TEXTO:

+--

Russell se encuentra en la posición del lógico; el lógico tiene una posición que no data de ayer. Hace funcionar un cierto aparato al que da diversos títulos: razonamiento, pensamiento. Descubre allí un cierto número de leyes implícitas. En un primer tiempo despeja esas leyes: son aquéllas sin las cuáles no habría nada del orden de la razón que fuera posible. Es en el curso de esta investigación absolutamente original, de este pensamiento que nos gobierna por la reflexión que comprendemos por ejemplo la importancia del principio de contradicción. Una vez descubierto este principio de contradicción, es alrededor de él que algo se despliega y se ordena, que muestra seguramente, que si la contradicción y su principio no fueran algo tautológico, la tautología sería singularmente fecunda; pues no es simplemente en algunas páginas que se desarrolla la lógica aristotélica.

Con el tiempo, sin embargo, el hecho histórico es que aunque el desarrollo de la lógica se dirija hacia una ontología, una referencia radical al ser que estaría considerada apuntando en esas leyes, las más generales, al modo de aprehensión necesario a la verdad, se orienta hacia un formalismo, a saber que aquello a lo que se consagra el líder de una escuela de pensamiento tan importante, tan decisiva en la orientación que ha dado a todo un modo de pensamiento en nuestra época, Bertrand Russell, sea llevado a poner todo lo que concierne a la crítica de las operaciones puestas en juego en el campo de la lógica y de la matemática, en una formalización general tan estricta, tan económica, como sea posible.

+--

INSTRUCCIÓN 1:
Responde estas preguntas sobre el fragmento acerca de la lógica:
(a) ¿Qué títulos da el lógico al aparato que hace funcionar?
(b) ¿De qué principio se comprende la importancia en el curso de esa investigación?
(c) ¿Hacia qué se orienta con el tiempo el desarrollo de la lógica?
INSTRUCCIÓN 2:
Imprime sin cambios el tramo del fragmento acerca de la lógica que va de "Russell se encuentra" a "la lógica aristotélica.".
El listado proviene de otra fuente.

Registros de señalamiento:
+--

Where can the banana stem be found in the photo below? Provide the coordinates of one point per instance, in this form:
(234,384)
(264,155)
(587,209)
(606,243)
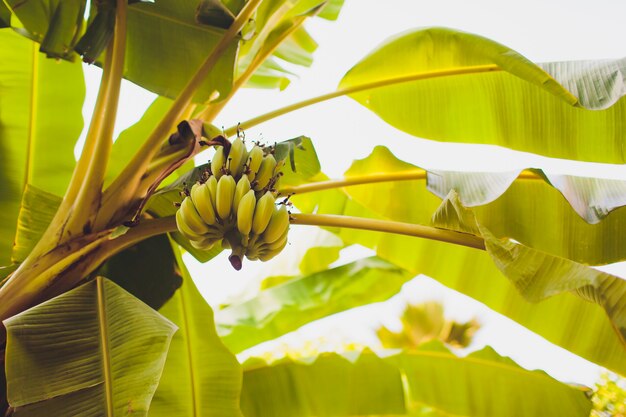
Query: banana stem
(101,131)
(65,266)
(357,88)
(211,111)
(408,229)
(95,152)
(124,187)
(418,174)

+--

RESPUESTA ESPERADA 1:
(a) Razonamiento y pensamiento.
(b) Del principio de contradicción.
(c) Hacia un formalismo.

RESPUESTA ESPERADA 2:
Russell se encuentra en la posición del lógico; el lógico tiene una posición que no data de ayer. Hace funcionar un cierto aparato al que da diversos títulos: razonamiento, pensamiento. Descubre allí un cierto número de leyes implícitas. En un primer tiempo despeja esas leyes: son aquéllas sin las cuáles no habría nada del orden de la razón que fuera posible. Es en el curso de esta investigación absolutamente original, de este pensamiento que nos gobierna por la reflexión que comprendemos por ejemplo la importancia del principio de contradicción. Una vez descubierto este principio de contradicción, es alrededor de él que algo se despliega y se ordena, que muestra seguramente, que si la contradicción y su principio no fueran algo tautológico, la tautología sería singularmente fecunda; pues no es simplemente en algunas páginas que se desarrolla la lógica aristotélica.